Retour

imprimer l'article Imprimer

VIGNE

La fertirrigation progresse au goutte-à-goutte

MARTIN CAILLON - La vigne - n°266 - juillet 2014 - page 28

La fertirrigation se développe lentement dans le pourtour méditerranéen. La technique, encore très empirique, est avant tout utilisée pour garantir des rendements élevés. Les carences semblent se corriger plus rapidement.
STÉPHANE RAPICAULT, salarié de L'EARL Bedos, à Quarante (Hérault), introduit l'engrais dans le tank fertiliseur. © M. CAILLON

STÉPHANE RAPICAULT, salarié de L'EARL Bedos, à Quarante (Hérault), introduit l'engrais dans le tank fertiliseur. © M. CAILLON

« Depuis que je fertirrigue mes vignes, j'ai une récolte normale et régulière. Je produis les 80 hl/ha autorisés en IGP Pays d'Oc sans difficulté », se réjouit François Garcia, gérant de l'EARL Bedos, à Quarante (Hérault). Le viticulteur exploite 19 ha de vignes en AOC Saint-Chinian et en IGP Pays d'Oc. Une dizaine sont irrigués depuis le début des années 2000 grâce au réseau du Bas Rhône Languedoc (BRL) « J'ai commencé à irriguer avec un canon. Deux ans plus tard, pour gaspiller moins d'eau, j'ai mis en place le goutte-à-goutte. Puis en 2007, j'ai opté pour la fertirrigation pour maîtriser la production avec plus de précision. »

Pour cela, François Garcia s'est équipé d'un tank fertiliseur de 250 litres dans lequel il déverse des engrais solubles : de l'azote et de la potasse essentiellement. L'équipement est branché en dérivation sur les canalisations qui alimentent ses parcelles en eau (voir photo). Après l'avoir rempli d'engrais, il ouvre la vanne d'alimentation. De l'eau y pénètre, venant dissoudre les fertilisants qu'elle dépose ensuite au pied de chaque cep de vigne. « Je mets 25 unités d'azote par hectare avec un peu de potasse à la veille de la floraison, et autant d'azote à la nouaison. Chaque apport est réalisé en deux fois. »

▸ **Bloc de données**:
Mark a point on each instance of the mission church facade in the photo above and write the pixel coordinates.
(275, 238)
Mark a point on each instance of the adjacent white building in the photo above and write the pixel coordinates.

▸ **Objectifs**:
- 1) D'après l'article sur la fertirrigation, quelle est la contenance du tank fertiliseur dont s'est équipé François Garcia ?
- 2) Selon l'article sur la fertirrigation, pour quelles raisons François Garcia a-t-il remplacé le canon par le goutte-à-goutte, puis adopté la fertirrigation en 2007 ?
- 3) Rédigez la suite de l'article sur la fertirrigation à partir de sa dernière phrase.

▸ **Réponses attendues**:
- 1) Ce tank fertiliseur contient 250 litres.

- 2) Il a remplacé le canon par le goutte-à-goutte pour gaspiller moins d'eau. En 2007, il a adopté la fertirrigation pour maîtriser la production avec plus de précision.

- 3)
Nombreux avantages. La fertirrigation présente de nombreux avantages. Sur le plan agronomique d'abord, elle permet de s'affranchir de la dépendance climatique. En apportant les engrais en même temps que l'eau, il n'est pas nécessaire de compter sur la pluie pour les amener jusqu'aux racines. Le risque de lessivage est aussi écarté. François Garcia estime qu'il y a une meilleure assimilation par la vigne. « La dose est plus précise. On apporte juste ce qu'il faut », ajoute-t-il. Le système, en outre, réduit le nombre de passages de tracteur dans les vignes puisqu'il n'y a pas d'épandage.

Laurent Obiols, du Gaec des Goudailles, à Puisserguier (Hérault), poursuit le même objectif de régulariser sa production. Depuis cinq ans, 70 % des 37 ha de vignes de son exploitation sont irriguées et fertirriguées. « Nous visons les 90 hl/ha » indique le viticulteur. Il utilise deux tanks de 90 l qu'il déplace d'une parcelle à l'autre. Il apporte 40 kg de nitrate de potasse à l'hectare au printemps et 50 kg d'urée après les vendanges pour favoriser la reconstitution des réserves de la plante.

Le viticulteur diffuse l'engrais lentement dans le réseau. À cet effet, il ouvre plus ou moins une vanne guillotine installée sur la canalisation principale. « Laisser les engrais se diffuser pendant deux ou trois heures permet une application plus homogène de la solution dans les parcelles. »

Dans trois d'entre elles, très sensibles à la chlorose, Laurent Obiols instille également entre 10 et 50 kg de chélate de fer par hectare. Selon lui, la correction d'une carence par fertirrigation est beaucoup plus efficace que par pulvérisation foliaire. « À condition toutefois d'intervenir tôt », nuance-t-il.

Jean-Philippe Fournier, gérant du domaine Saint Jean Gavotin, à Aubord (Gard), partage cet avis. Il se sert principalement de la fertirrigation pour corriger les carences en magnésium de ses grenaches. Lorsque les premiers symptômes apparaissent, début juillet, il apporte dix unités de magnésie et autant d'azote à l'hectare. « La plante réagit en trois jours seulement. »

À la différence de ses deux confrères héraultais, le viticulteur gardois continue de fertiliser ses vignes avec un semoir. « Dans notre parcellaire morcelé, la fertirrigation avec un tank prend beaucoup de temps. Il faut déplacer le fertiliseur et apporter l'engrais à chaque poste d'irrigation. »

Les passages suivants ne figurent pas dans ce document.